Render every line of the rows below as a Markdown table with the columns Line and Text, numbering the lines in Line and skipping blank ones. Do not include the pictures.
-- begin SUPPLIED ENTRIES --
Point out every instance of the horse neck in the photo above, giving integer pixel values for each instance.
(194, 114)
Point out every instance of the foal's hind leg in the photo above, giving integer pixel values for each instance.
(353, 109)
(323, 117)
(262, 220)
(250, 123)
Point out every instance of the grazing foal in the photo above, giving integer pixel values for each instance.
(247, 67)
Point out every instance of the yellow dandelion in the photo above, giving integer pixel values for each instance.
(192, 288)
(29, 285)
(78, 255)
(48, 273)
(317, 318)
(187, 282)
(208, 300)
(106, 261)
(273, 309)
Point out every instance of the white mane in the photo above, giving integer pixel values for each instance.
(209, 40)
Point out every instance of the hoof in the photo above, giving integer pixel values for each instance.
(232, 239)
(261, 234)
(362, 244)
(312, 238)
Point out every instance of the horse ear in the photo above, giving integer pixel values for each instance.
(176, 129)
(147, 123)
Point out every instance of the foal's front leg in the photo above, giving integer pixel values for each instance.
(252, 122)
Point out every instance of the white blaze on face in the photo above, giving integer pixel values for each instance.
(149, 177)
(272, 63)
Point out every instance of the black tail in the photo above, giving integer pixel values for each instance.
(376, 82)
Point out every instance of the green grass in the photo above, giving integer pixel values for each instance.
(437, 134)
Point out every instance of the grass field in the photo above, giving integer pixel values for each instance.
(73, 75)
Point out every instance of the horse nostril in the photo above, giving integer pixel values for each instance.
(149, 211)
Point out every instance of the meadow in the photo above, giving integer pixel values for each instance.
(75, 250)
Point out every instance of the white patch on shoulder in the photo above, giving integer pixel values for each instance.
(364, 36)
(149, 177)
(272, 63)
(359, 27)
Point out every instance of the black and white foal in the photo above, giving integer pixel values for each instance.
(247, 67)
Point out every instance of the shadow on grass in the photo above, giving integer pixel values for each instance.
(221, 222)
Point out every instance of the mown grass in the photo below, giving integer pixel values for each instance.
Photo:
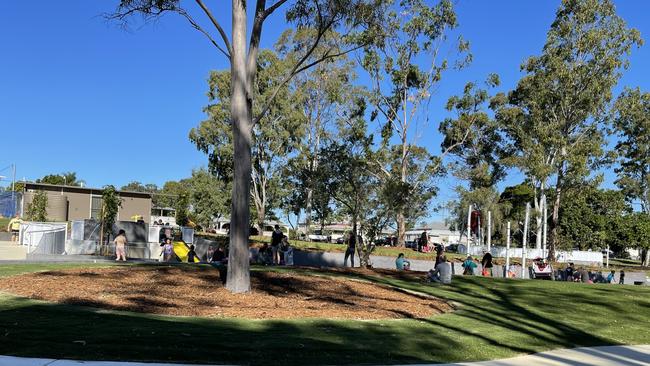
(494, 319)
(4, 222)
(340, 248)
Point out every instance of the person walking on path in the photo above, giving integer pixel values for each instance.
(191, 255)
(469, 266)
(486, 262)
(120, 245)
(14, 227)
(442, 272)
(423, 241)
(276, 239)
(401, 263)
(349, 252)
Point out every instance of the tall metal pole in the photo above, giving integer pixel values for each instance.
(489, 230)
(13, 187)
(507, 250)
(469, 227)
(544, 227)
(525, 241)
(479, 232)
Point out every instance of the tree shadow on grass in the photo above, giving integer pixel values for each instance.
(55, 331)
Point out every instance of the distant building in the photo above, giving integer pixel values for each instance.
(222, 226)
(68, 203)
(439, 233)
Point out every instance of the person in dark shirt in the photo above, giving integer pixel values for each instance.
(218, 255)
(486, 262)
(276, 239)
(191, 255)
(349, 252)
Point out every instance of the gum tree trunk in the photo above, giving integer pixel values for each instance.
(238, 280)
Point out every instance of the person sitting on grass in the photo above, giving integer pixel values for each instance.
(287, 251)
(442, 272)
(469, 266)
(191, 255)
(264, 255)
(218, 256)
(486, 262)
(401, 263)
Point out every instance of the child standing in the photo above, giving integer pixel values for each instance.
(168, 250)
(191, 255)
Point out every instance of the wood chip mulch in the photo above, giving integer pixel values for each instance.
(198, 291)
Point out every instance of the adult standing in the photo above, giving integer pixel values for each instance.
(469, 266)
(423, 241)
(441, 273)
(276, 239)
(486, 262)
(349, 252)
(14, 227)
(440, 253)
(120, 245)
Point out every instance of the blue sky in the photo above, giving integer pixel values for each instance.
(80, 94)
-- end SUPPLIED ENTRIES --
### ANSWER TO THE EXERCISE
| Line | Text |
|---|---|
| 1 | Point out every instance of the horse neck in the photo above, giving integer pixel values for each instance. |
| 2 | (194, 114) |
| 3 | Point out every instance of the foal's hind leg in the photo above, giving integer pixel values for each instance. |
| 4 | (353, 109) |
| 5 | (323, 117) |
| 6 | (262, 220) |
| 7 | (250, 123) |
| 8 | Point out every instance of the grazing foal in the photo above, giving integer pixel values for each instance. |
| 9 | (247, 67) |
| 10 | Point out every instance of the yellow dandelion in the photo above, giving integer pixel values for each instance. |
| 11 | (192, 288) |
| 12 | (29, 285) |
| 13 | (78, 255) |
| 14 | (48, 273) |
| 15 | (317, 318) |
| 16 | (187, 282) |
| 17 | (208, 300) |
| 18 | (106, 261) |
| 19 | (273, 309) |
| 20 | Point out every instance of the white mane in the photo above, giving integer pixel values for each instance. |
| 21 | (209, 40) |
| 22 | Point out every instance of the hoof in the photo above, giving integer pixel values for each instance. |
| 23 | (232, 239) |
| 24 | (261, 234) |
| 25 | (362, 244) |
| 26 | (312, 238) |
| 27 | Point out every instance of the horse ear in the photo above, giving integer pixel values for each instance. |
| 28 | (176, 129) |
| 29 | (147, 123) |
| 30 | Point out every instance of the foal's front leg in the photo above, giving integer pixel values for each instance. |
| 31 | (252, 122) |
| 32 | Point out every instance of the white blaze on face in the photo above, giving integer pixel values for each instance. |
| 33 | (149, 177) |
| 34 | (272, 63) |
| 35 | Point out every instance of the black tail in the photo above, giving integer pixel values for each instance. |
| 36 | (376, 82) |
| 37 | Point out every instance of the green grass in the photo above, giving integer pixel values for each instance. |
| 38 | (437, 134) |
| 39 | Point out every instance of the grass field in the photo above, giving integer pixel values for each instance. |
| 40 | (73, 75) |
| 41 | Point out every instance of the horse nostril in the photo above, giving integer pixel values for each instance. |
| 42 | (149, 211) |
| 43 | Point out every instance of the meadow in the photo above, giving integer pixel values for each instance. |
| 44 | (75, 250) |
| 45 | Point out every instance of the white patch on shoulder in the photo above, giving integer pixel values for each instance. |
| 46 | (364, 36) |
| 47 | (149, 177) |
| 48 | (272, 63) |
| 49 | (359, 27) |
| 50 | Point out every instance of the black and white foal in the photo above, giving integer pixel values for each instance. |
| 51 | (247, 67) |
| 52 | Point out every instance of the shadow on grass in the photo above, giving integer pixel values for each instance. |
| 53 | (221, 222) |
| 54 | Point out every instance of the mown grass in the photo below, giving integer pixel values for each instance. |
| 55 | Photo: |
| 56 | (494, 319) |
| 57 | (4, 222) |
| 58 | (340, 248) |
| 59 | Point out every instance of the person walking on path in the photo above, giving integer pixel values for each instance. |
| 60 | (191, 255) |
| 61 | (469, 266) |
| 62 | (486, 262) |
| 63 | (120, 245) |
| 64 | (14, 227) |
| 65 | (442, 272) |
| 66 | (423, 241) |
| 67 | (276, 239) |
| 68 | (401, 263) |
| 69 | (349, 252) |
| 70 | Point out every instance of the tall metal pole in the photo above, giving integer pixel values for each instance. |
| 71 | (489, 230) |
| 72 | (13, 187) |
| 73 | (507, 250) |
| 74 | (469, 227) |
| 75 | (544, 227) |
| 76 | (525, 241) |
| 77 | (479, 232) |
| 78 | Point out every instance of the tree shadow on grass in the photo above, giving integer pixel values for each instance. |
| 79 | (55, 331) |
| 80 | Point out every instance of the distant building in the photo above, giving integer pixel values for each instance. |
| 81 | (222, 226) |
| 82 | (68, 203) |
| 83 | (439, 233) |
| 84 | Point out every instance of the person in dark shirt in the photo above, giving integer pixel values for each instance. |
| 85 | (218, 255) |
| 86 | (486, 262) |
| 87 | (276, 239) |
| 88 | (191, 255) |
| 89 | (349, 252) |
| 90 | Point out every instance of the gum tree trunk in the photo above, giving integer pixel values for each instance. |
| 91 | (238, 280) |
| 92 | Point out every instance of the person sitting on grass in the photo above, giving integer pixel values for each instance. |
| 93 | (287, 251) |
| 94 | (442, 272) |
| 95 | (469, 266) |
| 96 | (191, 255) |
| 97 | (264, 255) |
| 98 | (218, 256) |
| 99 | (486, 262) |
| 100 | (401, 263) |
| 101 | Point out every instance of the child standing in the photo above, giving integer pixel values for each instance. |
| 102 | (168, 250) |
| 103 | (191, 255) |
| 104 | Point out every instance of the wood chip mulch in the photo above, giving integer pixel values for each instance. |
| 105 | (198, 291) |
| 106 | Point out every instance of the adult standing in the photo above, giving integer pixel values for each instance. |
| 107 | (469, 266) |
| 108 | (423, 241) |
| 109 | (441, 273) |
| 110 | (276, 239) |
| 111 | (486, 262) |
| 112 | (349, 252) |
| 113 | (14, 227) |
| 114 | (440, 253) |
| 115 | (120, 245) |
| 116 | Point out every instance of the blue sky in the photo above, giving integer pixel values for each instance. |
| 117 | (80, 94) |